LIST OF TASKS:
[1] In the conference announcement, shorten the paragraph beginning "Presenters will explore" into a short list that keeps its main facts.
[2] Copy word for word the stretch of the conference announcement from "The conference is" through "Assembly Finance Commission.".

PAGE EXTRACT:
□ □ □ □ □

José María Rodríguez-García, assistant professor of Romance studies at Cornell, is the keynote speaker for the Fourth Annual English Graduate Spring Conference, "Contact, Contagion and Containment," which will take place Friday and Saturday, March 4 and 5. The conference will be held in the Goldwin Smith Lounge (Room 258) in Goldwin Smith Hall.

Rodríguez-García will deliver his talk, "Translation, Migration, and Transference in William Carlos Williams," at 11:45 a.m., following introductory comments from James Adams, director of English graduate studies. The talk and the conference are free and open to the public.

Presenters will explore the literary, cultural, and theoretical notions of contact, contagion and containment. The conference will feature not only scholarly papers, but works of poetry and fiction as well. Presenters include graduate students from Cornell, New York University, Harvard University, York University and the University of Michigan, among other institutions. Panel topics range from discussions of corrupted bodies in literature and narratives of imperial contact to fiction readings about the (un)natural environment and explorations of sexuality.

For a complete conference schedule visit the Web site: http://www.arts.cornell.edu/english/Conference_Schedule.html.

Rodríguez-García joined the Department of Romance Studies as assistant professor of Spanish literature in 2002. He received his Ph.D. in comparative literature from the University of Colorado-Boulder. Before coming to Cornell in the fall of 2002, he held appointments at several universities in his native Spain. He teaches courses in 19th- and 20th-century Spanish and Spanish-American poetry and nonfiction prose. His current research focuses on the impact of John Keats' poetry and poetics on major 20th-century Hispanic authors, from Colombian Guillermo Valencia to Spaniard Carlos Bousoño, as well as on Octavio Paz's contacts with, and appropriation of, Anglo-American poetic traditions. He has also published several essays on the poetry of Garcilaso de la Vega and on the enlightenment polymath Gaspar Melchor de Jovellanos, and has an ongoing interest in the work of William Carlos Williams, to which he has devoted numerous scholarly articles.

The conference is sponsored by the Department of English, the English Graduate Student Organization and the Graduate and Professional Student Assembly Finance Commission.

□ □ □ □ □

DATA RECORDS:
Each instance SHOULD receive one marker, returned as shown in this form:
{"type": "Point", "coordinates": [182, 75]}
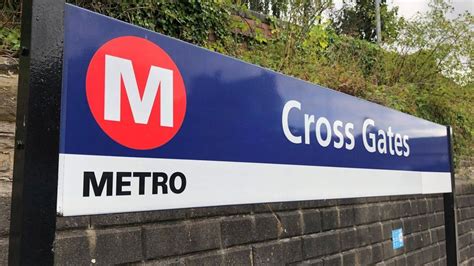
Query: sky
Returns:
{"type": "Point", "coordinates": [408, 8]}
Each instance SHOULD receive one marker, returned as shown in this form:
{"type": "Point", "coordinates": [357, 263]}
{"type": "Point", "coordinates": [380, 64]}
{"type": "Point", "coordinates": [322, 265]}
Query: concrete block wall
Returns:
{"type": "Point", "coordinates": [328, 232]}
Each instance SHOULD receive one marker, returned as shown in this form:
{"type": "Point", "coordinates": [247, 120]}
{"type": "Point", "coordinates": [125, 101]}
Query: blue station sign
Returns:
{"type": "Point", "coordinates": [150, 122]}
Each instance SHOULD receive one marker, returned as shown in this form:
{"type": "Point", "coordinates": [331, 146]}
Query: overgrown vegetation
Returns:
{"type": "Point", "coordinates": [426, 71]}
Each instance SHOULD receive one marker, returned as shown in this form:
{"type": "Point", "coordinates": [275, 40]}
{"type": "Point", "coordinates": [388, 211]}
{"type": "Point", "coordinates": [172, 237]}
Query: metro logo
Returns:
{"type": "Point", "coordinates": [136, 93]}
{"type": "Point", "coordinates": [117, 69]}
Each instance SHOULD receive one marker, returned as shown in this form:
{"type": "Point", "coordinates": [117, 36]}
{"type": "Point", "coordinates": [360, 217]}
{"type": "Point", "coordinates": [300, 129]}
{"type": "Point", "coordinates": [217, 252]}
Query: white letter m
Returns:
{"type": "Point", "coordinates": [118, 69]}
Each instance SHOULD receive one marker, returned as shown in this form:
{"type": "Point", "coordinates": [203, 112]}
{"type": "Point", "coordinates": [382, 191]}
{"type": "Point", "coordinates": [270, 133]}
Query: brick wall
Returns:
{"type": "Point", "coordinates": [465, 215]}
{"type": "Point", "coordinates": [331, 232]}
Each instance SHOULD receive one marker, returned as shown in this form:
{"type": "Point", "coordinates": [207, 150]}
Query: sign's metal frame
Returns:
{"type": "Point", "coordinates": [33, 208]}
{"type": "Point", "coordinates": [34, 197]}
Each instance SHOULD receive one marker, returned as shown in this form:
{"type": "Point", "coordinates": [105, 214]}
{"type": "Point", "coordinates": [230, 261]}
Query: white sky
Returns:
{"type": "Point", "coordinates": [408, 8]}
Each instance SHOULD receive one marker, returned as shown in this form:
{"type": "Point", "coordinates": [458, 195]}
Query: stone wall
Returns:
{"type": "Point", "coordinates": [331, 232]}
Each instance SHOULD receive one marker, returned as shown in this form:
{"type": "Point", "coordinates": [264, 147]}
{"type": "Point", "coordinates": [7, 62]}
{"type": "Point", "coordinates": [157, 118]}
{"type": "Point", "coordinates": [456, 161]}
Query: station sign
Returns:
{"type": "Point", "coordinates": [149, 122]}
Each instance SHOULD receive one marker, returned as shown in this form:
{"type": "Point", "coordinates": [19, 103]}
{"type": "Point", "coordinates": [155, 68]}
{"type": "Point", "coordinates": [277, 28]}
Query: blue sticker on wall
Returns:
{"type": "Point", "coordinates": [397, 238]}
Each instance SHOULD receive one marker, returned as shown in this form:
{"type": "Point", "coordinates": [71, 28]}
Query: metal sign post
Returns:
{"type": "Point", "coordinates": [35, 176]}
{"type": "Point", "coordinates": [450, 219]}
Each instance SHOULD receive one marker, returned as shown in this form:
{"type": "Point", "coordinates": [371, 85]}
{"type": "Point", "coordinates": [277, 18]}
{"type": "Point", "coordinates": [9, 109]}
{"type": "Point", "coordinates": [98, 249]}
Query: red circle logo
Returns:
{"type": "Point", "coordinates": [136, 93]}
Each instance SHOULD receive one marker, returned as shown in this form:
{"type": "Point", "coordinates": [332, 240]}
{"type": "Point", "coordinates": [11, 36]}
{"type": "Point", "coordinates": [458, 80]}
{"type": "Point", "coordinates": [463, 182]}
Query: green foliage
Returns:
{"type": "Point", "coordinates": [9, 27]}
{"type": "Point", "coordinates": [357, 19]}
{"type": "Point", "coordinates": [9, 41]}
{"type": "Point", "coordinates": [192, 21]}
{"type": "Point", "coordinates": [431, 44]}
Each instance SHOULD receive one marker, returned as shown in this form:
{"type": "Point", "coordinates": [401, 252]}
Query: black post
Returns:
{"type": "Point", "coordinates": [35, 173]}
{"type": "Point", "coordinates": [450, 219]}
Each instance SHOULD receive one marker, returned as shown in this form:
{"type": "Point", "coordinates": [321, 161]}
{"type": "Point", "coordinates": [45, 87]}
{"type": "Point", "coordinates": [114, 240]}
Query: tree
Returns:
{"type": "Point", "coordinates": [431, 45]}
{"type": "Point", "coordinates": [357, 19]}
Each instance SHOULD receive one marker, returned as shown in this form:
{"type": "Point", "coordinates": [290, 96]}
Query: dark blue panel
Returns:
{"type": "Point", "coordinates": [234, 109]}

□ □ □ □ □

ANSWERS TO THE EXERCISE:
[1]
- Theme: literary, cultural, and theoretical ideas of contact, contagion and containment
- Program: scholarly papers plus poetry and fiction
- Presenters: graduate students from Cornell, New York University, Harvard University, York University, the University of Michigan, and other institutions
- Panel topics: corrupted bodies in literature, narratives of imperial contact, fiction readings about the (un)natural environment, and explorations of sexuality

[2]
The conference is sponsored by the Department of English, the English Graduate Student Organization and the Graduate and Professional Student Assembly Finance Commission.